→ **RECORD EXTRACTS**:
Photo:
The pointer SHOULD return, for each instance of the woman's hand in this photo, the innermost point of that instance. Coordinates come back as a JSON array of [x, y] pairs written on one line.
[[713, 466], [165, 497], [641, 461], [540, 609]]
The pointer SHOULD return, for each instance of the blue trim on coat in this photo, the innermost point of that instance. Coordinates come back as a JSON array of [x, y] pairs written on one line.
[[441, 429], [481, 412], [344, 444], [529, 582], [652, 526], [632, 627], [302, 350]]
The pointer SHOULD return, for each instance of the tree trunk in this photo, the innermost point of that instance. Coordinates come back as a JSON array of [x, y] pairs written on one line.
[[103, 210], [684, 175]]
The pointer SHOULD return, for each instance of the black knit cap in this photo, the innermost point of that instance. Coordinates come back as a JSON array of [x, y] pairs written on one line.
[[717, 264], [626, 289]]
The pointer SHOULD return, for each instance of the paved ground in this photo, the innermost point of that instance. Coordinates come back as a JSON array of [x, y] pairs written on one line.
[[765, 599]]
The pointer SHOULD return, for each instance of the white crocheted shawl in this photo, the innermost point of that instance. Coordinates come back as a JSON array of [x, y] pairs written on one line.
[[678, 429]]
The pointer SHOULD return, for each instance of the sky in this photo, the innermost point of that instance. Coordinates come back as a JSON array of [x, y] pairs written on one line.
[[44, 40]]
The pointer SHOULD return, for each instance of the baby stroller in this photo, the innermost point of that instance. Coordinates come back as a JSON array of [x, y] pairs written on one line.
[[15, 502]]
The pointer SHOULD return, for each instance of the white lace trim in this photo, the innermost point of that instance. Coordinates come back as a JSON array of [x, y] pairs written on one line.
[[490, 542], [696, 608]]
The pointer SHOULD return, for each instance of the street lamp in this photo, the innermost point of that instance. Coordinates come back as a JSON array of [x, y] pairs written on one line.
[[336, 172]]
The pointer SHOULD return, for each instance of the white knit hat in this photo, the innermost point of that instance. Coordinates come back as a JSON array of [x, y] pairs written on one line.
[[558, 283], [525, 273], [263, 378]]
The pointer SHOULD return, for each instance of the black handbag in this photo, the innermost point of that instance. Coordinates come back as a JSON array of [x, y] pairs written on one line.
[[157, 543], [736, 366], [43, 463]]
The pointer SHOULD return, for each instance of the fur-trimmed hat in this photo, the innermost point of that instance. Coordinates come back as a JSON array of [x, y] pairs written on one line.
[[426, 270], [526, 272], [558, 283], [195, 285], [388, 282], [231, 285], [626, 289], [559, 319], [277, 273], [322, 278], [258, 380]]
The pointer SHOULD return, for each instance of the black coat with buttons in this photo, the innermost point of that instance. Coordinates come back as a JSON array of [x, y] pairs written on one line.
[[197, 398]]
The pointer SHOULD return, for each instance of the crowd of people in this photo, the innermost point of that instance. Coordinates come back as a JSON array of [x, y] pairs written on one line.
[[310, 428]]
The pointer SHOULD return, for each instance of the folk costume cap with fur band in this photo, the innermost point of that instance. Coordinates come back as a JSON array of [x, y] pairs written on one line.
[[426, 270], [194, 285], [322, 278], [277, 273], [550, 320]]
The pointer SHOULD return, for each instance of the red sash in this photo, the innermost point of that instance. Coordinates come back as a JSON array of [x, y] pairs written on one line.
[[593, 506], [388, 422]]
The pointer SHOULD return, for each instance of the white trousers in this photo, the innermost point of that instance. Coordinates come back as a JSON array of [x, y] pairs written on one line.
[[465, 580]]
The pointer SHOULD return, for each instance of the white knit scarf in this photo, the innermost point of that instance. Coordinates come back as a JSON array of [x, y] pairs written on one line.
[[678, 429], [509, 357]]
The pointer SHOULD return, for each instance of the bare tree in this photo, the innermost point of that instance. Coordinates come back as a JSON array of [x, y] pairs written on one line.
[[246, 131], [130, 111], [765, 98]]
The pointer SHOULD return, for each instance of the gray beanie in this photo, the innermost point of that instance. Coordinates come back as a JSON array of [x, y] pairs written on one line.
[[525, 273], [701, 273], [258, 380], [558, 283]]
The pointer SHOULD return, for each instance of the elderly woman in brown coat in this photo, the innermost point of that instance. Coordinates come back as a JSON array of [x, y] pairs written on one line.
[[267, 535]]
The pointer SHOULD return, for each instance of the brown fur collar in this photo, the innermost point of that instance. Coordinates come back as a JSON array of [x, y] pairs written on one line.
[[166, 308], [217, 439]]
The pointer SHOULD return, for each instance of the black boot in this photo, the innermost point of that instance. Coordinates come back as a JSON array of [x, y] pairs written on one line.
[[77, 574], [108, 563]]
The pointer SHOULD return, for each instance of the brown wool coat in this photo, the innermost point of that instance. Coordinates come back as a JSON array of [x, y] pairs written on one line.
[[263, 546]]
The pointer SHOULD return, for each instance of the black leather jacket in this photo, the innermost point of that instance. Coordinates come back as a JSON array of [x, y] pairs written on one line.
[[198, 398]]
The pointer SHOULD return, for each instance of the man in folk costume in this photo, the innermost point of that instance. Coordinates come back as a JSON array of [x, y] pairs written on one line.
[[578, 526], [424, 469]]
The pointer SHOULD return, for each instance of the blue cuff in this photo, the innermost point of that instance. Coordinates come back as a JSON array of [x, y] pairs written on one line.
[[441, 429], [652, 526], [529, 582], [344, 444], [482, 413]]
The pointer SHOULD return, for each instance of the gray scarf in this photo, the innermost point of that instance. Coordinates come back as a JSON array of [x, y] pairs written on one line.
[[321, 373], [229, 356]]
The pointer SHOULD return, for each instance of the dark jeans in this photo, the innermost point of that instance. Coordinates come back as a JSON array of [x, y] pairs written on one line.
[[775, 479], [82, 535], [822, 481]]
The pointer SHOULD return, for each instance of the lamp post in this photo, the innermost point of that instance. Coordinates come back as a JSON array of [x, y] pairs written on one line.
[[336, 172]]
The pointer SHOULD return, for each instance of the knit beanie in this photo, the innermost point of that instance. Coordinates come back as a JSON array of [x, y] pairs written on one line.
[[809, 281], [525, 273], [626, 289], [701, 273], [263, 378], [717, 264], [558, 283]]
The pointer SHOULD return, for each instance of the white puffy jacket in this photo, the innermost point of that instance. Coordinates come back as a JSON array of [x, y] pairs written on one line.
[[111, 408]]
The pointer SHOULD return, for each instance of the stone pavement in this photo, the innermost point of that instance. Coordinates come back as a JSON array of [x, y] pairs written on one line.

---

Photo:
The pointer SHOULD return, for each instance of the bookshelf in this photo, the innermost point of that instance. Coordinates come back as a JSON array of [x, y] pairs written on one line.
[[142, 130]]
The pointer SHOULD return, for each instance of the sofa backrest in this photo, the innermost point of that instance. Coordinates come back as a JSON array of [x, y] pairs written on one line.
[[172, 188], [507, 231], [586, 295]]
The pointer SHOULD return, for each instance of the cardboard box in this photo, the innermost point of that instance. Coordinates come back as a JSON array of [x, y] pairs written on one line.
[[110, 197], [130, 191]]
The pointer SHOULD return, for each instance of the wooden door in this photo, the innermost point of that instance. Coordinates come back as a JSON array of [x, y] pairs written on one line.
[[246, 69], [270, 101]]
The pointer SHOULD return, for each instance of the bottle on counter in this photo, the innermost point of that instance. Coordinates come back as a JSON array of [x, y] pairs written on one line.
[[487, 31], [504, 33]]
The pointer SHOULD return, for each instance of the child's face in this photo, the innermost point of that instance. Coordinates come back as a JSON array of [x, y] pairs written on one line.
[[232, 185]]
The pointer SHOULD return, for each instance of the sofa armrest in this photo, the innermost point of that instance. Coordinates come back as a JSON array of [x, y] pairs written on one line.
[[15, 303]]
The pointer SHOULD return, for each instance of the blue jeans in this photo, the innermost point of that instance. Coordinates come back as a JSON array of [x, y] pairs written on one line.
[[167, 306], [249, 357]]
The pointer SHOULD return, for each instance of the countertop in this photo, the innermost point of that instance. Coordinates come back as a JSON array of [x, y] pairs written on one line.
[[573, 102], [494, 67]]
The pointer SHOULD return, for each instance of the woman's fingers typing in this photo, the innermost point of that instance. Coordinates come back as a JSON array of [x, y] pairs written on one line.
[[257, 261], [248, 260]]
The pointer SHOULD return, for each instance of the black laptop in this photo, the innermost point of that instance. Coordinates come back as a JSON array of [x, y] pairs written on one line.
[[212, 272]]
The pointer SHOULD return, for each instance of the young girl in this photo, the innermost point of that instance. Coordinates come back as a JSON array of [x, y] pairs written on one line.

→ **PROBLEM**: Replace "innermost point" with "center point" in the data from the line with "the black handbag" up to and including the line with "[[197, 398]]". Give only those lines again, with nothing else in them changed.

→ **WORKED SOLUTION**:
The pointer SHOULD return, for each instance of the black handbag in this photo, the center point of that instance. Coordinates come back as a JSON array of [x, y] pairs written on one line.
[[157, 543], [736, 366], [43, 463]]
The pointer SHOULD return, for each instance of the fur-trimmed hat in this photo, the center point of that instance. Coordinates come back as a JSON array of [x, y] pairs written on one line.
[[426, 270], [526, 272], [558, 283], [195, 285], [388, 282], [231, 285], [626, 289], [559, 319], [277, 273], [322, 278], [258, 380]]
The pointer SHOULD return, for each instance of the black coat with buttons in this photo, the center point of that instance. Coordinates come back as a JSON array of [x, y] pairs written on one line.
[[197, 398]]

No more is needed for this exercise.